BEGIN DATASET EXCERPTS
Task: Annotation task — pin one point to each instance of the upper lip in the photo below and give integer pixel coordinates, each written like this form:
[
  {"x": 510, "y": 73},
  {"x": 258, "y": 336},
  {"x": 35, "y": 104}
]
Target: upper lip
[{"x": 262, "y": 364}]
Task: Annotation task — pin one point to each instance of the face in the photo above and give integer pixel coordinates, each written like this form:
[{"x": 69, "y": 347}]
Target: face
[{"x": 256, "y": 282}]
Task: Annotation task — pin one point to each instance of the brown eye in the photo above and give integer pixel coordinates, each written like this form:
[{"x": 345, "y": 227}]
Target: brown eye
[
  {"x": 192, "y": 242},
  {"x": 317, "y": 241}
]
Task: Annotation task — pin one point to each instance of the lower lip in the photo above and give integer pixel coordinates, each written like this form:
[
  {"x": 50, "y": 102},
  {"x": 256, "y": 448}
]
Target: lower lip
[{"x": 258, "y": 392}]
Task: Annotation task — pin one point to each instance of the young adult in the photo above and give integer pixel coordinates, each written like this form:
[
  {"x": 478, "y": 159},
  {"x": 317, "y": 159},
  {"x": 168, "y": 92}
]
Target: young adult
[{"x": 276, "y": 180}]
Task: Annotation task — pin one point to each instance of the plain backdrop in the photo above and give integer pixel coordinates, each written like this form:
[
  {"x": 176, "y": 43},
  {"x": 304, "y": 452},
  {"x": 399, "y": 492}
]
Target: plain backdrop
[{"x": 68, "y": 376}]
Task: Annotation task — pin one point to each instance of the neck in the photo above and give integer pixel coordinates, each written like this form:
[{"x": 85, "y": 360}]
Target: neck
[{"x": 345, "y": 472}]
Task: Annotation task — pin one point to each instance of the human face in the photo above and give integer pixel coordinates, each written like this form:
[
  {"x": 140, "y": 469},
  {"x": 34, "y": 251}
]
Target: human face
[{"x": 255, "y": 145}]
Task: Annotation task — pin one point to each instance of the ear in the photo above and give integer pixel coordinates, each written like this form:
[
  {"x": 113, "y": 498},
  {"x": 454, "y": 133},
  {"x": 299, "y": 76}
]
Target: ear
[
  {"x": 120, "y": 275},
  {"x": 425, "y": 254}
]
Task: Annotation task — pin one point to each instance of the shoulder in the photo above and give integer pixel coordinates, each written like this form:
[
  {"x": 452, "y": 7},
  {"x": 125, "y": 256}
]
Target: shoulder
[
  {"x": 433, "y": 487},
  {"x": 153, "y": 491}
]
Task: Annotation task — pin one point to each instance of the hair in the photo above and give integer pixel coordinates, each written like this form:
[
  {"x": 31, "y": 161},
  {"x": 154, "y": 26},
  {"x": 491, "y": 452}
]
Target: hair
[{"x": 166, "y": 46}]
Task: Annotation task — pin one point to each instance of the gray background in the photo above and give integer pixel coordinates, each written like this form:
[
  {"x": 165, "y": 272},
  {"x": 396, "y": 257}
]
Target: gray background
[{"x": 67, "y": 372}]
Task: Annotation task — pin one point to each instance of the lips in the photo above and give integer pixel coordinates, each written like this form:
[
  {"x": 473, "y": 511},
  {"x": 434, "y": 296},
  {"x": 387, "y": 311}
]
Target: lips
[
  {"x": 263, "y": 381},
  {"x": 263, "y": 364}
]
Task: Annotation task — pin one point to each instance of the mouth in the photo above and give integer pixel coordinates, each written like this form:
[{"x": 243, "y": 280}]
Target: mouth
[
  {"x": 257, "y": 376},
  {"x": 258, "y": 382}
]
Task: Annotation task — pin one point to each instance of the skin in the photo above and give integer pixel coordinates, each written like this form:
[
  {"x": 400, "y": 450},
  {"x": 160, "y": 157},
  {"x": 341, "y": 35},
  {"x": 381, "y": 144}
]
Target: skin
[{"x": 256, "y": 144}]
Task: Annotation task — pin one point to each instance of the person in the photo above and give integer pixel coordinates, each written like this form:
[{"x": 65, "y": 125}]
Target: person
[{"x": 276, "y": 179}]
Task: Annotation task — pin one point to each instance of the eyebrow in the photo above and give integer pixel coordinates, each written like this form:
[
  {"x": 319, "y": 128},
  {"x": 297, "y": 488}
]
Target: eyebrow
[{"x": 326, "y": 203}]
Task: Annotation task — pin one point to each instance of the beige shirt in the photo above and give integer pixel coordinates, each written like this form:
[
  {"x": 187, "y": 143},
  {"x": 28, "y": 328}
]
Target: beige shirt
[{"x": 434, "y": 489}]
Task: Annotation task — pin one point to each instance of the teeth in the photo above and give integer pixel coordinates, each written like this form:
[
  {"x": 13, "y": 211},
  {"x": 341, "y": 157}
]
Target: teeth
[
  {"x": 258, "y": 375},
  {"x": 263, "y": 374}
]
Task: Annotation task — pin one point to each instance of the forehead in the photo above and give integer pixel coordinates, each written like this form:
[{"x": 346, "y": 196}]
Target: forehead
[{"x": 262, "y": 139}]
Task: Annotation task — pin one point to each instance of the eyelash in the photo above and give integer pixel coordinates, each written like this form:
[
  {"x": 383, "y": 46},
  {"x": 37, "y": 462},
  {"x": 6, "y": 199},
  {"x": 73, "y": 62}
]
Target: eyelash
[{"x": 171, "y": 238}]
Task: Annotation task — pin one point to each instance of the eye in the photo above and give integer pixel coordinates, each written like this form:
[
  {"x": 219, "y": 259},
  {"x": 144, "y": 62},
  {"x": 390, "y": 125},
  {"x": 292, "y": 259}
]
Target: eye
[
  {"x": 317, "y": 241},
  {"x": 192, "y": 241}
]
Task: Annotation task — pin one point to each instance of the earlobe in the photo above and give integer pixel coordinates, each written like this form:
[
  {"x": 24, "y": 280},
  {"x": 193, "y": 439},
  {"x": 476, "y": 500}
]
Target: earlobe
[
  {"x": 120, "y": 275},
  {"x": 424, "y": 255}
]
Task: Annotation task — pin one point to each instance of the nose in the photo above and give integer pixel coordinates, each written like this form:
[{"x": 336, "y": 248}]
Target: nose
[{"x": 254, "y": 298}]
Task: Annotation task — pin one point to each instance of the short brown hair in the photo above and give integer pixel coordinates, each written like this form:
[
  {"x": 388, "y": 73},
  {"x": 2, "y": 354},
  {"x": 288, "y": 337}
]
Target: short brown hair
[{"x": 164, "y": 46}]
END DATASET EXCERPTS
# PROBLEM REQUIREMENTS
Write every entry out again exactly.

# EXERCISE OUTPUT
Task: Annotation task — pin one point to each instance of the upper lip in the photo below and give integer pixel coordinates, each written like this form:
[
  {"x": 510, "y": 73},
  {"x": 258, "y": 336},
  {"x": 35, "y": 104}
]
Target: upper lip
[{"x": 262, "y": 364}]
Task: Annotation task — pin one point to each instance of the face in the photo above and give integer pixel coordinates, each written like this form:
[{"x": 69, "y": 347}]
Target: face
[{"x": 256, "y": 282}]
Task: Annotation task — pin one point to each instance of the brown eye in the photo above and give integer pixel coordinates, each written like this form:
[{"x": 345, "y": 227}]
Target: brown eye
[
  {"x": 192, "y": 242},
  {"x": 317, "y": 241}
]
Task: Annotation task — pin one point to each instance of the lower lip in the photo above and give integer pixel coordinates, each written like this form:
[
  {"x": 50, "y": 102},
  {"x": 256, "y": 448}
]
Target: lower lip
[{"x": 258, "y": 392}]
Task: Annotation task — pin one point to each instance of the young adult in the photo above and give integer pixel coordinates, each written like this form:
[
  {"x": 478, "y": 159},
  {"x": 317, "y": 159},
  {"x": 168, "y": 92}
]
Target: young adult
[{"x": 276, "y": 180}]
Task: Annotation task — pin one point to each instance of the plain backdrop in the photo above and give integer pixel coordinates, each written like this form:
[
  {"x": 176, "y": 43},
  {"x": 304, "y": 452},
  {"x": 399, "y": 492}
]
Target: plain backdrop
[{"x": 68, "y": 376}]
Task: Annotation task — pin one point to each instance of the neck in the photo above and give integer pixel coordinates, each written like this form:
[{"x": 85, "y": 360}]
Target: neck
[{"x": 345, "y": 472}]
Task: Annotation task — pin one point to each instance of the human face in the photo above and give integer pixel coordinates, each written like this form:
[
  {"x": 140, "y": 469},
  {"x": 34, "y": 251}
]
Target: human face
[{"x": 255, "y": 145}]
Task: Annotation task — pin one point to each instance of the ear in the photo above and give integer pixel coordinates, each written like this form:
[
  {"x": 113, "y": 498},
  {"x": 454, "y": 133},
  {"x": 299, "y": 76}
]
Target: ear
[
  {"x": 120, "y": 275},
  {"x": 425, "y": 254}
]
Task: Annotation task — pin one point to each instance of the shoulder in the photo above and give integer pixel coordinates, each written like this form:
[
  {"x": 452, "y": 7},
  {"x": 125, "y": 256}
]
Target: shoulder
[
  {"x": 433, "y": 487},
  {"x": 153, "y": 491}
]
Task: Annotation task — pin one point to each instance of the hair in the photo above and give integer pixel coordinates, each written like this form:
[
  {"x": 31, "y": 161},
  {"x": 154, "y": 26},
  {"x": 491, "y": 452}
]
Target: hair
[{"x": 166, "y": 46}]
Task: Annotation task — pin one point to each instance of the gray background in the photo above and give integer pixel coordinates, each written like this form:
[
  {"x": 165, "y": 272},
  {"x": 396, "y": 257}
]
Target: gray background
[{"x": 67, "y": 372}]
Task: Annotation task — pin one point to each instance of the lips in the photo above and give integer pixel coordinates, each written like this form:
[
  {"x": 473, "y": 511},
  {"x": 434, "y": 296},
  {"x": 387, "y": 311}
]
Target: lips
[
  {"x": 263, "y": 381},
  {"x": 263, "y": 364}
]
Task: Annotation task — pin one point to each instance of the mouth in the photo above and give integer pixel coordinates, each written like this form:
[{"x": 243, "y": 280}]
Target: mouth
[
  {"x": 257, "y": 376},
  {"x": 258, "y": 382}
]
Task: Annotation task — pin one point to each instance of the skin in the photo above and give integer pixel coordinates, each written like this form:
[
  {"x": 400, "y": 450},
  {"x": 160, "y": 157},
  {"x": 341, "y": 35},
  {"x": 381, "y": 144}
]
Target: skin
[{"x": 256, "y": 144}]
Task: Annotation task — pin one point to each instance of the person in the photo above and give integer pixel coordinates, each written like this form:
[{"x": 65, "y": 125}]
Target: person
[{"x": 276, "y": 179}]
Task: Annotation task — pin one point to each instance of the eyebrow in the photo above and give integer pixel coordinates, each written like this form:
[
  {"x": 319, "y": 128},
  {"x": 297, "y": 488}
]
Target: eyebrow
[{"x": 326, "y": 203}]
Task: Annotation task — pin one point to each instance of the beige shirt in the photo above and give integer pixel coordinates, each written like this form:
[
  {"x": 187, "y": 143},
  {"x": 28, "y": 328}
]
Target: beige shirt
[{"x": 434, "y": 489}]
Task: Annotation task — pin one point to each instance of the teeth in the photo above and give integer pixel coordinates, each written like this form:
[
  {"x": 13, "y": 211},
  {"x": 341, "y": 157}
]
Target: teeth
[
  {"x": 258, "y": 375},
  {"x": 263, "y": 374}
]
Task: Annotation task — pin one point to each instance of the forehead in the photo above and give integer pixel coordinates, each written like this form:
[{"x": 346, "y": 196}]
Target: forehead
[{"x": 262, "y": 139}]
Task: Annotation task — pin one point to each instance of the eyelash in the photo above and give integer pixel coordinates, each written like this form:
[
  {"x": 383, "y": 46},
  {"x": 37, "y": 462},
  {"x": 6, "y": 199},
  {"x": 73, "y": 62}
]
Target: eyelash
[{"x": 171, "y": 238}]
Task: Annotation task — pin one point to each instance of the eye in the photo above and give integer pixel coordinates, each written like this form:
[
  {"x": 219, "y": 259},
  {"x": 144, "y": 62},
  {"x": 390, "y": 125},
  {"x": 292, "y": 259}
]
Target: eye
[
  {"x": 317, "y": 241},
  {"x": 192, "y": 241}
]
Task: Annotation task — pin one point to each instance of the earlobe in the photo above and give integer pixel coordinates, each written like this form:
[
  {"x": 24, "y": 280},
  {"x": 193, "y": 439},
  {"x": 476, "y": 500}
]
Target: earlobe
[
  {"x": 120, "y": 275},
  {"x": 424, "y": 255}
]
Task: Annotation task — pin one point to each instance of the nose in the photo above and give integer pixel coordinates, each written like this form:
[{"x": 336, "y": 248}]
Target: nose
[{"x": 254, "y": 298}]
Task: Annotation task — pin one point to each instance of the short brown hair in the photo above and give integer pixel coordinates, each written like this form:
[
  {"x": 388, "y": 73},
  {"x": 2, "y": 354},
  {"x": 288, "y": 337}
]
Target: short brown hair
[{"x": 164, "y": 46}]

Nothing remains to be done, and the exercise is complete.